**What to work on**: Pick out and copy every line of the data below that contains the string "sign". Case counts.

**Provided material**:
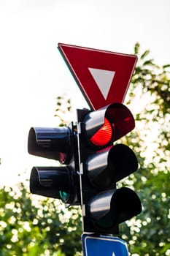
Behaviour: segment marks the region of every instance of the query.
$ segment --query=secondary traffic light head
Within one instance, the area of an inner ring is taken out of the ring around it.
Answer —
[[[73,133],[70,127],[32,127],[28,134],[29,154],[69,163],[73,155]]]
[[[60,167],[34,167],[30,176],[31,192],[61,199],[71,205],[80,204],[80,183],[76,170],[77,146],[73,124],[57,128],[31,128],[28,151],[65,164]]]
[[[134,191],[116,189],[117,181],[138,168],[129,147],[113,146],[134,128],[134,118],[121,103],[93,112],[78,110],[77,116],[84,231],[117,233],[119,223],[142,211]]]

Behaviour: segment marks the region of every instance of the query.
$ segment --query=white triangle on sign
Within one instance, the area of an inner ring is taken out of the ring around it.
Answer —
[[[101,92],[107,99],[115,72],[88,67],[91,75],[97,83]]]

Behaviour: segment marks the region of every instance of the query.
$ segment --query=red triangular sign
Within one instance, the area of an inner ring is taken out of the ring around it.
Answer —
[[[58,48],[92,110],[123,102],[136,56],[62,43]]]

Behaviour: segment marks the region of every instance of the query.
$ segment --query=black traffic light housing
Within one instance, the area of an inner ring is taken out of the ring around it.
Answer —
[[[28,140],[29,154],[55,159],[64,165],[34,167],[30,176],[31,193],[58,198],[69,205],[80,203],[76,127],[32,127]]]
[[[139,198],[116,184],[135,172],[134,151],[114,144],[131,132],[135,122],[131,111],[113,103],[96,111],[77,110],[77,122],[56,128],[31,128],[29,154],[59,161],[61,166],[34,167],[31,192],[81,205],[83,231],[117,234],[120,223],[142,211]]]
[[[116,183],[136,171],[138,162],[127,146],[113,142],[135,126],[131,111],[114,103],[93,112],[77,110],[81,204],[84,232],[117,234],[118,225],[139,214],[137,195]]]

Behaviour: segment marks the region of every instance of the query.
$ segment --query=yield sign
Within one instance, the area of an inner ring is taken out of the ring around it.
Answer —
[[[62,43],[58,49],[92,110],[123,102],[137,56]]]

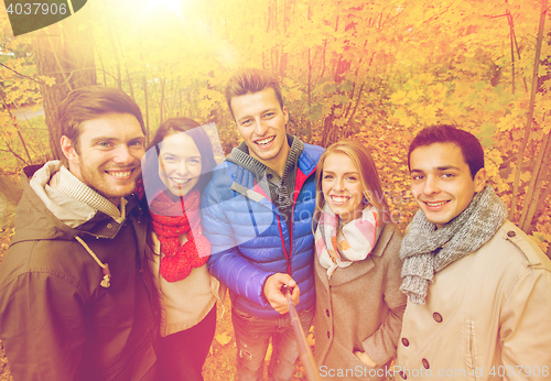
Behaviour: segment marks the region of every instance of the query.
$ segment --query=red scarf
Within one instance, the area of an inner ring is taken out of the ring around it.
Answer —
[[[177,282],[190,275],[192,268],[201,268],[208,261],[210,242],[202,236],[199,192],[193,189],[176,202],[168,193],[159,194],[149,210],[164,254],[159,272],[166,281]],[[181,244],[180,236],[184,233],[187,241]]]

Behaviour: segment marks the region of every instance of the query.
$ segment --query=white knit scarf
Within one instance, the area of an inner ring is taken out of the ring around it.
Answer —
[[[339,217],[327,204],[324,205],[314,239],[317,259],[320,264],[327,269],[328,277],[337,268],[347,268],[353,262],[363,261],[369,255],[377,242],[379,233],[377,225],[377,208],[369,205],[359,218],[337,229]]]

* * *

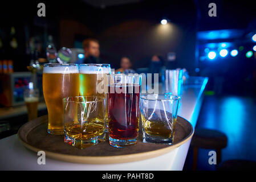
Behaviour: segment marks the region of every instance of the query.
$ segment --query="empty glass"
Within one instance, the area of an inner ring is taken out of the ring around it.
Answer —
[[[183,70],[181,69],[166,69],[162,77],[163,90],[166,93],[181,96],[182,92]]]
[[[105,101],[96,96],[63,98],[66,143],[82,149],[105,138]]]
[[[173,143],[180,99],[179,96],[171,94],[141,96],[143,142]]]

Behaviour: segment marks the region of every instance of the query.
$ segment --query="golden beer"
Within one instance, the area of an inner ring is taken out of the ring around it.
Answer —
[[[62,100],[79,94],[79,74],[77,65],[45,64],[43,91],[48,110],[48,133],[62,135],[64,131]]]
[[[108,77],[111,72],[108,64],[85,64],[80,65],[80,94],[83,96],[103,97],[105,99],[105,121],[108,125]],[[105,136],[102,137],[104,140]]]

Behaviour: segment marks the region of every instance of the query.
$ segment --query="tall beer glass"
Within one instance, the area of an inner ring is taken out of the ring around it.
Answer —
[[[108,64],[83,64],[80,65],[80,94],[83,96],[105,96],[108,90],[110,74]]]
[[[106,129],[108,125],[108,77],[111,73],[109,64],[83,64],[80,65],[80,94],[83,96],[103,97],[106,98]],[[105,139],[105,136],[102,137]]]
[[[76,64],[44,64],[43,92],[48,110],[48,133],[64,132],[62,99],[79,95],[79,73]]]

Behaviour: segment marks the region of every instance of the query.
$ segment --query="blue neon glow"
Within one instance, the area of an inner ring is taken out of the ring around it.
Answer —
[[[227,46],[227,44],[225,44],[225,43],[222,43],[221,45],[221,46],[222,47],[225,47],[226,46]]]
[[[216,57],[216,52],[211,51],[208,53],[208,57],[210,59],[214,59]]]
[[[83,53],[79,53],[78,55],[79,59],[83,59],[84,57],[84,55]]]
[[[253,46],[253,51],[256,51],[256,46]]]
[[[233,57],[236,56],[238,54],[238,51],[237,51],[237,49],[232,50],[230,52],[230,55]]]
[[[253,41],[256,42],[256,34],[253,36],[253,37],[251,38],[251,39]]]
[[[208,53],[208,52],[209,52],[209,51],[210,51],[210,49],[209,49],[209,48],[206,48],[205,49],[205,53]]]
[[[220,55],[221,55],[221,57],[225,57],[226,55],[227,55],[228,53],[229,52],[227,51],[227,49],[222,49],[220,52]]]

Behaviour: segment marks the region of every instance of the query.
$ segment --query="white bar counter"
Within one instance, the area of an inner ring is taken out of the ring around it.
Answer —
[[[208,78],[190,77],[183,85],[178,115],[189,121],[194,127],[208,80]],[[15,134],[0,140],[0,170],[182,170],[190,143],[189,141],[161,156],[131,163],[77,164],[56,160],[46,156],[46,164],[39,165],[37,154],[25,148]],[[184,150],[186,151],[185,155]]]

**Written reply**:
$ segment --query=white triangle on sign
$ segment --query=red triangular sign
$ segment --query=yield sign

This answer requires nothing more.